▸ Extract:
[Start of Attachment]
Today, Munira has written to the Prime Minister, urging him to put the environment at the centre of his economic plans to recover from the pandemic.

This follows a recent virtual meeting with local residents discussing how the Government should tackle the climate emergency. The meeting was part of the UK’s first virtual lobby of Parliament organised by The Climate Coalition.

Virtual meeting with constituents regarding a green recovery plan

Munira’s letter to the Prime Minister

Munira’s letter to the Prime Minister is below:

Dear Prime Minister,

Today, I am writing to you on behalf of a number of my constituents who took part in the UK’s first virtual lobby of Parliament organised by The Climate Coalition and its member organisations.

My constituents across Twickenham, Teddington, Whitton, St Margarets and the Hamptons are deeply concerned about the climate crisis. I urge the Government to take actions now to tackle it. Otherwise, we risk further instability and crises for our future generations if the Government acts too late.

I am asking you to:

Use the recovery from this pandemic as an opportunity to invest in new greener jobs and industries

The pandemic has undoubtedly been a difficult time, but we cannot ignore that it also presents opportunities for us to rebuild our society with stronger environmental protections.

In your speech last Tuesday setting out a “new deal” for jobs and infrastructure, you have promised to “build back greener”. However, I am concerned by the lack of detail in your plans on how you will achieve this. Many of the proposed investments prioritise polluting industries over greener ones, such as investing in road infrastructure rather than cycling.
[End of Attachment]
▸ Task directions:
Answer these questions from the text about Munira's letter to the Prime Minister.
1. Which organization set up the UK's first virtual lobby of Parliament?
2. Which five places does the letter name as being where the constituents live?
3. What investment does the letter give as an example of favoring polluting industries over greener ones?

▸ Information:
[Start of Attachment]
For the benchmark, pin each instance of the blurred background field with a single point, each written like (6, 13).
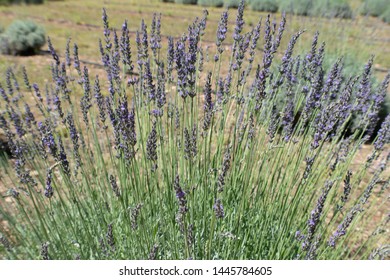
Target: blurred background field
(356, 33)
(356, 39)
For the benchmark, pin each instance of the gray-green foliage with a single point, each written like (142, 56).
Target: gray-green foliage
(327, 8)
(184, 1)
(22, 38)
(264, 5)
(211, 3)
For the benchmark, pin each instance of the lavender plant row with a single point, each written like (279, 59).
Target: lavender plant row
(197, 152)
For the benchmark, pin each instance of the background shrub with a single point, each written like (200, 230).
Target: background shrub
(22, 38)
(211, 3)
(264, 5)
(184, 1)
(296, 7)
(374, 7)
(331, 8)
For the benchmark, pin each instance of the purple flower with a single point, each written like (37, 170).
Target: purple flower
(49, 189)
(106, 31)
(239, 22)
(155, 37)
(62, 157)
(125, 47)
(218, 209)
(76, 60)
(180, 195)
(52, 51)
(222, 30)
(208, 103)
(316, 215)
(4, 94)
(170, 58)
(343, 226)
(86, 99)
(151, 146)
(224, 169)
(100, 102)
(383, 136)
(114, 186)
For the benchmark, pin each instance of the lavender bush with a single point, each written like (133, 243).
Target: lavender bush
(190, 152)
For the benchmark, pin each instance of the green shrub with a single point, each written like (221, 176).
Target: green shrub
(184, 1)
(374, 7)
(296, 7)
(22, 38)
(386, 15)
(231, 3)
(331, 8)
(264, 5)
(211, 3)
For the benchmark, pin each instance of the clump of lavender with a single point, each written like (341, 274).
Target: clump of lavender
(273, 132)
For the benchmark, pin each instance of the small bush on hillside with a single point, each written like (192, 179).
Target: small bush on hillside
(184, 1)
(374, 7)
(331, 8)
(386, 15)
(22, 38)
(211, 3)
(264, 5)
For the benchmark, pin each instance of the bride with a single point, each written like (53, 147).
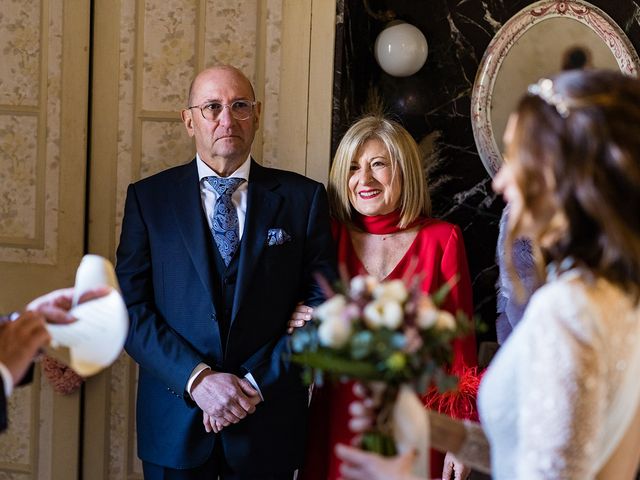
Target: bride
(561, 398)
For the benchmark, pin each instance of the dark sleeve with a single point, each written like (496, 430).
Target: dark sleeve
(270, 366)
(320, 252)
(151, 341)
(3, 409)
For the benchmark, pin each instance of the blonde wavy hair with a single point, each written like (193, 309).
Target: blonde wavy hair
(406, 161)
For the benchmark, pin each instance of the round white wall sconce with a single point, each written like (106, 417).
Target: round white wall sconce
(401, 49)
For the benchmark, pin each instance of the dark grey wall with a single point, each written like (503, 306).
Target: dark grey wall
(437, 99)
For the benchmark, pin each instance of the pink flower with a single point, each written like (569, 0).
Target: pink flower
(62, 378)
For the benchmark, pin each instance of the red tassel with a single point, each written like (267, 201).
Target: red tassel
(459, 403)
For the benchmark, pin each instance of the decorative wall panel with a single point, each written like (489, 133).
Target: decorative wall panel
(31, 39)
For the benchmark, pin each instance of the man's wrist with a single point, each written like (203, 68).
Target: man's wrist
(7, 380)
(196, 373)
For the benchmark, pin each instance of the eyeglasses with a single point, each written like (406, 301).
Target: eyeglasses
(240, 109)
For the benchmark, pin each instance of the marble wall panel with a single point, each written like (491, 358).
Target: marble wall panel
(434, 105)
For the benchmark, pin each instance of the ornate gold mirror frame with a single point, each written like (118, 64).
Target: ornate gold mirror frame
(531, 45)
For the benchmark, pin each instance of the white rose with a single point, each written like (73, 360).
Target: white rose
(445, 321)
(331, 308)
(392, 290)
(334, 332)
(383, 313)
(362, 285)
(426, 313)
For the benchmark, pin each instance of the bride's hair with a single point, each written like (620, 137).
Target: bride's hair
(577, 138)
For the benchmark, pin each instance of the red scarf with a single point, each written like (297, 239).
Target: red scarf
(383, 224)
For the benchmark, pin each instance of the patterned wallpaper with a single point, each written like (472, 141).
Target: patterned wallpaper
(31, 43)
(163, 44)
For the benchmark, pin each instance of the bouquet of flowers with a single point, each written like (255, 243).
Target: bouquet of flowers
(383, 333)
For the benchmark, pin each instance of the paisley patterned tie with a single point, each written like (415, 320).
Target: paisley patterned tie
(224, 220)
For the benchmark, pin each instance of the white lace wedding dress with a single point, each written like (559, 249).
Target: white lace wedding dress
(563, 391)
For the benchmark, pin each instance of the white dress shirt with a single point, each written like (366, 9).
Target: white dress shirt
(7, 380)
(209, 198)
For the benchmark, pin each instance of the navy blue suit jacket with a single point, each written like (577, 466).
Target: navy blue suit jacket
(165, 273)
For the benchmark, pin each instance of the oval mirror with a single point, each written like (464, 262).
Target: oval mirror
(542, 39)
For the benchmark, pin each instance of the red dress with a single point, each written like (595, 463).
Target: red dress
(439, 252)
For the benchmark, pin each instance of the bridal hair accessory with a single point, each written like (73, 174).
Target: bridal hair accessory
(544, 90)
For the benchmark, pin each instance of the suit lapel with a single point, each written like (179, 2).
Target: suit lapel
(262, 206)
(188, 211)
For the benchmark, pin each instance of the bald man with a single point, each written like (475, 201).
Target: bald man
(213, 257)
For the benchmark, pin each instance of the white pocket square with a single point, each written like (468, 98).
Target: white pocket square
(277, 236)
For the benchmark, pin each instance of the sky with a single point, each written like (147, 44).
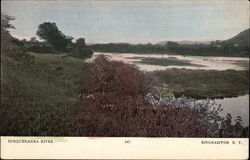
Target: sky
(132, 21)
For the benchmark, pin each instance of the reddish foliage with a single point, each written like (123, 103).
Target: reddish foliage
(115, 107)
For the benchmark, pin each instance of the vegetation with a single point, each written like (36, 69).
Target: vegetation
(115, 106)
(50, 33)
(62, 95)
(39, 93)
(206, 83)
(164, 62)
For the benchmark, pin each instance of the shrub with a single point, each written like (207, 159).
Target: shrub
(115, 106)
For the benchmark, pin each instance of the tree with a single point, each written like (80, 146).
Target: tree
(6, 38)
(33, 39)
(80, 49)
(5, 22)
(50, 33)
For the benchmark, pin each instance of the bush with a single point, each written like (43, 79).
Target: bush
(115, 106)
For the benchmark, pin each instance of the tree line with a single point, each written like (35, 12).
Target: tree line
(213, 49)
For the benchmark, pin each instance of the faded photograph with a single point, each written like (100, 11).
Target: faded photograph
(125, 68)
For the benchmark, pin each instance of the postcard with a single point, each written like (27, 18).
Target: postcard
(124, 79)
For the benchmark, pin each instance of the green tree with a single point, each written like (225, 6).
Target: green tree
(50, 33)
(80, 49)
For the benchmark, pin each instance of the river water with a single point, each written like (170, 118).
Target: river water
(237, 106)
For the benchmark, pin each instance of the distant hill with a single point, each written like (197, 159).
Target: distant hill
(184, 42)
(241, 39)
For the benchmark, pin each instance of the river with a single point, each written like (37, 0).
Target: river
(237, 106)
(198, 62)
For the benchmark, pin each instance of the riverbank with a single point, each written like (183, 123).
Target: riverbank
(205, 83)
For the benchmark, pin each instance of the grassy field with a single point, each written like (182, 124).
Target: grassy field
(203, 84)
(39, 92)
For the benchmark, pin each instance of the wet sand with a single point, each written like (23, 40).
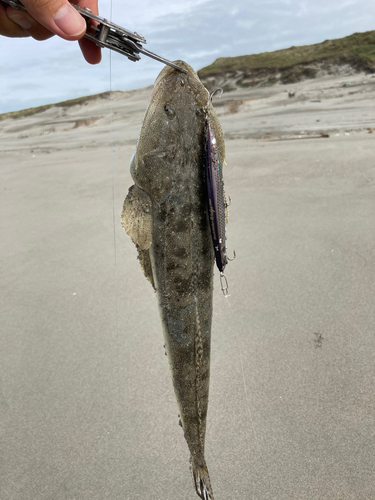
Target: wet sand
(87, 409)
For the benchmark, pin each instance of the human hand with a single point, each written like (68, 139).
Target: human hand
(45, 18)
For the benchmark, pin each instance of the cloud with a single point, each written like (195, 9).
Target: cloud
(198, 31)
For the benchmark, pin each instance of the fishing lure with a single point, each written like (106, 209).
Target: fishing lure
(216, 202)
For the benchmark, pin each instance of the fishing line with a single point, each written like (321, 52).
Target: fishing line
(114, 227)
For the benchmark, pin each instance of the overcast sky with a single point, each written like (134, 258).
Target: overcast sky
(197, 31)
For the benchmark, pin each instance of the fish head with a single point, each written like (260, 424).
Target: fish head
(172, 131)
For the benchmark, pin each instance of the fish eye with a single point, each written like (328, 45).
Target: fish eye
(169, 109)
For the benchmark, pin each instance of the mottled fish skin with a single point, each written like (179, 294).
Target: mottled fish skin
(166, 215)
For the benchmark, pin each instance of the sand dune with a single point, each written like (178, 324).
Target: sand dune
(87, 409)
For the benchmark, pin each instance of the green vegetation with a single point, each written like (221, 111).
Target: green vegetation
(357, 49)
(64, 104)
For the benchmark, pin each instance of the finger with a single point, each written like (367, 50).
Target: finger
[End of Attachment]
▸ Written reply:
1. The Climate Coalition.
2. Twickenham, Teddington, Whitton, St Margarets and the Hamptons.
3. Investing in road infrastructure rather than cycling.